▶ STATED EXERCISE:
Write out everything from the line containing "Bet you can't find eyeglasses" down to the line containing "[301,127,404,231]", both included, and omit the pictures.
=== MATERIAL PROVIDED ===
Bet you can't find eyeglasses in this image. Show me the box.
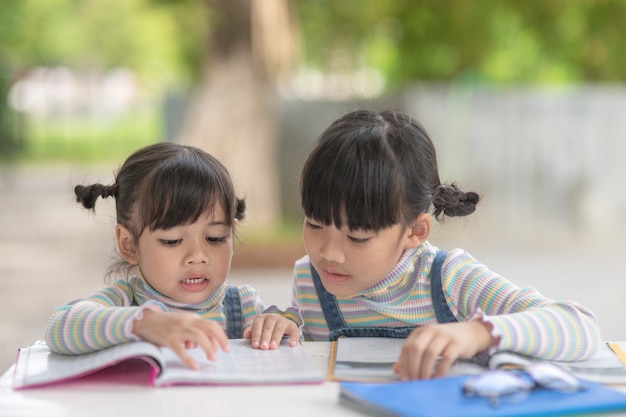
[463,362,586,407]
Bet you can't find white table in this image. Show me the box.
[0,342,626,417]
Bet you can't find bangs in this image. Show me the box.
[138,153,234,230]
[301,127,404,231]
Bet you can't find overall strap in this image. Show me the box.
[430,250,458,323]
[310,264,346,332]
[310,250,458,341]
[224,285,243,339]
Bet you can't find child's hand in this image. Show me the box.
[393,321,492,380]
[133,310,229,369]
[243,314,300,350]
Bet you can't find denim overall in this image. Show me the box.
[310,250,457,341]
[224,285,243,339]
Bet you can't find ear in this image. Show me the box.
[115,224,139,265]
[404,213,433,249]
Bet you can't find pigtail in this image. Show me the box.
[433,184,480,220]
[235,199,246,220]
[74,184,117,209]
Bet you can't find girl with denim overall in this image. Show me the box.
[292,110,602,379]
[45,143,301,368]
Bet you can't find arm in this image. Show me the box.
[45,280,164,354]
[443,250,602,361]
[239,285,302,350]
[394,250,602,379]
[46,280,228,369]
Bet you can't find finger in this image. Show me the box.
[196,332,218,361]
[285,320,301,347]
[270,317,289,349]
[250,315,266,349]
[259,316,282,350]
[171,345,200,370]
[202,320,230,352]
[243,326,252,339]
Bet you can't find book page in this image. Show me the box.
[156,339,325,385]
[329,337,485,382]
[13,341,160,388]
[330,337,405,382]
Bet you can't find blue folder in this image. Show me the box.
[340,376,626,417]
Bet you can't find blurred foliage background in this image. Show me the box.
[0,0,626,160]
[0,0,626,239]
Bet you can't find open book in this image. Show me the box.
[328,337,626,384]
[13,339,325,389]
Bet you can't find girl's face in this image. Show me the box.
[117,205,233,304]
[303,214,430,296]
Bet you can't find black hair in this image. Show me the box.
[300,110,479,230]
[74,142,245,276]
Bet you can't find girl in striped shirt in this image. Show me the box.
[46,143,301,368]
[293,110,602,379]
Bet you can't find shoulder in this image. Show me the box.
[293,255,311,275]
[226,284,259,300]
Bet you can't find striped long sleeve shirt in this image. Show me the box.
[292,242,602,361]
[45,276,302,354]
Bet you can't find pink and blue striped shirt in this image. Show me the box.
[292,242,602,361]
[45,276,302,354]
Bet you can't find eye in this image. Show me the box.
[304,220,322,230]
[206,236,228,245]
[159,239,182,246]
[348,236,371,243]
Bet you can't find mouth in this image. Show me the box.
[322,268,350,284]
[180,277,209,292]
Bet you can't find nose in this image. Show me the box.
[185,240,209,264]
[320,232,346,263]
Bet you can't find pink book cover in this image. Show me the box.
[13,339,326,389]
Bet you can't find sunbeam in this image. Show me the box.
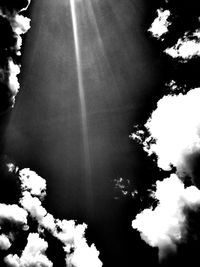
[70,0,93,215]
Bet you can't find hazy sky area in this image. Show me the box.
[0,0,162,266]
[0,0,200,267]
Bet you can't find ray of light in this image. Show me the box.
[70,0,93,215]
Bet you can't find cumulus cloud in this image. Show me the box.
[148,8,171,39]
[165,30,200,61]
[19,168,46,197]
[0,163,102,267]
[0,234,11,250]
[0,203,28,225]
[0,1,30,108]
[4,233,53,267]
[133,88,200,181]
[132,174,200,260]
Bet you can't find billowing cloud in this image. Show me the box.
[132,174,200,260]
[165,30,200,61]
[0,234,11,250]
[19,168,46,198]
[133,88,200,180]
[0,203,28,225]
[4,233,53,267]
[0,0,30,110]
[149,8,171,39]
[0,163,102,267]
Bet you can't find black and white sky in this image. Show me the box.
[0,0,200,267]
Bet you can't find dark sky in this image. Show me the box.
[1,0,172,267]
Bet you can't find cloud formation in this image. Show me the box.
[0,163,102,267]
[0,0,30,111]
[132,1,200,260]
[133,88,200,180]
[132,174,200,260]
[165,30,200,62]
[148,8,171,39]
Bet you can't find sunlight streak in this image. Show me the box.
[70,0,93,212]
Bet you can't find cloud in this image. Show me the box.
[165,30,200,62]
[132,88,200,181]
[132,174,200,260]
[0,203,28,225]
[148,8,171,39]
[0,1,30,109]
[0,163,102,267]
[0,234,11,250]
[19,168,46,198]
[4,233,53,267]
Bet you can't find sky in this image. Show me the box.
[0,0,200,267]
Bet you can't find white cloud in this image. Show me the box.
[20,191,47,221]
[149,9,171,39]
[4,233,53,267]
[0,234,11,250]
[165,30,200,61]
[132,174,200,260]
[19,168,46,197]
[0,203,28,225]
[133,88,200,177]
===
=== MATERIAL PROVIDED ===
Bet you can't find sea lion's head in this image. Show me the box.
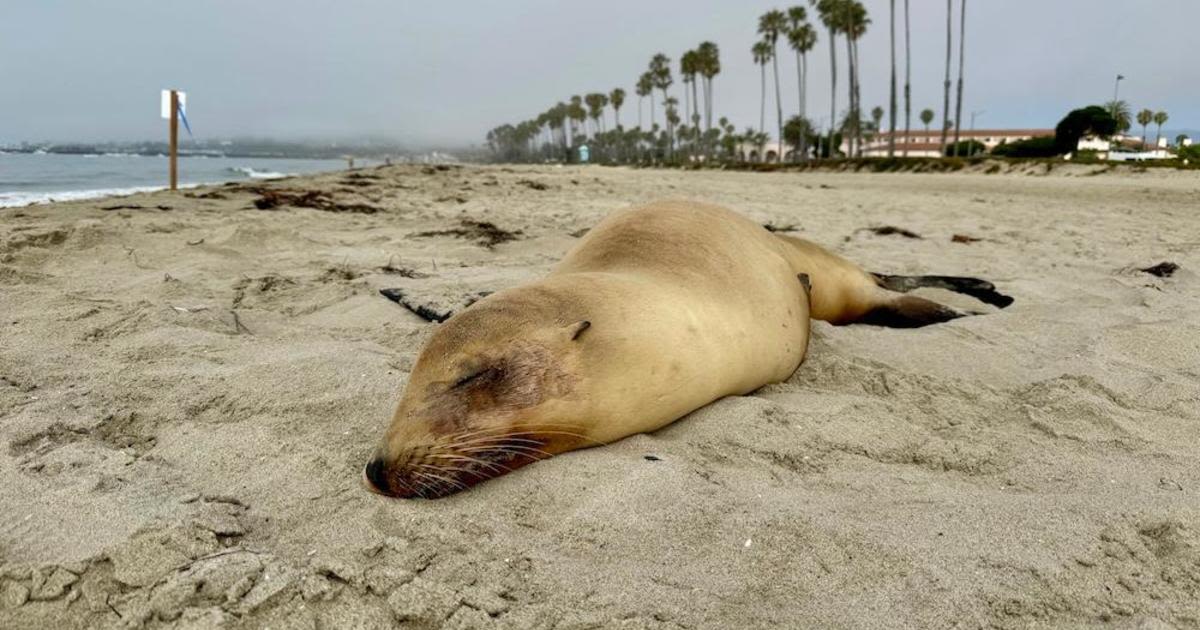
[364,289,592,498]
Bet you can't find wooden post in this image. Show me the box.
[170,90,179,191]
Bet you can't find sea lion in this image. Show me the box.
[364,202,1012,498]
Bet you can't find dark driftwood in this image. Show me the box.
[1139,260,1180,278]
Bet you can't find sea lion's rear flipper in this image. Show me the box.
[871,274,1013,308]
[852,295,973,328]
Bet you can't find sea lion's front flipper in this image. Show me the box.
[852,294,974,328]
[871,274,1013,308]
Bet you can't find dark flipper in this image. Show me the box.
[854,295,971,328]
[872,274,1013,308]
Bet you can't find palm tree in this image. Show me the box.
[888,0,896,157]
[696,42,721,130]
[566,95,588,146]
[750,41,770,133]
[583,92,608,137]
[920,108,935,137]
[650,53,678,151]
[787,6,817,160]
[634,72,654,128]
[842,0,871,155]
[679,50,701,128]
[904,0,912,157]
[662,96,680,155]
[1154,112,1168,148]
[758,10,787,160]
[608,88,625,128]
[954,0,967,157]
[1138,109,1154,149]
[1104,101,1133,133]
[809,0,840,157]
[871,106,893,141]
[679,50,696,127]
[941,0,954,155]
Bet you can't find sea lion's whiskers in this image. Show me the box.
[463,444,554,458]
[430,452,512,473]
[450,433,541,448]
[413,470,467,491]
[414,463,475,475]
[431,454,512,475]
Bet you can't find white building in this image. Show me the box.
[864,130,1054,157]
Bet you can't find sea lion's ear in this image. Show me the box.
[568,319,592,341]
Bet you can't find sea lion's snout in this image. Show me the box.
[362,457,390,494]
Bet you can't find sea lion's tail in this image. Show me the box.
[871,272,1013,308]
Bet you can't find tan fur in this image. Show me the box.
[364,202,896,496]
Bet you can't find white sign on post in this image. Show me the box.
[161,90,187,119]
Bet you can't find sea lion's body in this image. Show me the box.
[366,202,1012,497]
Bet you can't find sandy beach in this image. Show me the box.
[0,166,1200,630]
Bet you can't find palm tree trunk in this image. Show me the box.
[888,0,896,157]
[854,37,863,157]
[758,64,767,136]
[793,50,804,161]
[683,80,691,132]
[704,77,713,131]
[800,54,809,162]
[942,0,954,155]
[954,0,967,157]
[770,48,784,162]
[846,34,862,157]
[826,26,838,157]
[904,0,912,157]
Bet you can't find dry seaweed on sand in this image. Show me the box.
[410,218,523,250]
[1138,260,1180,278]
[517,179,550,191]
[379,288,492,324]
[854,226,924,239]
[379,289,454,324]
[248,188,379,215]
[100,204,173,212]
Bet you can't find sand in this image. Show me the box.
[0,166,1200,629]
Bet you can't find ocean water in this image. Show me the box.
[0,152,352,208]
===
▶ OUTPUT BELOW:
Bet you can't find eyeglasses in this image. Show me the box.
[463,362,586,407]
Bet you can't find white table in this image. Show me the box.
[0,342,626,417]
Bet you can't find bangs in this image. Show me the box.
[138,153,234,230]
[301,127,404,231]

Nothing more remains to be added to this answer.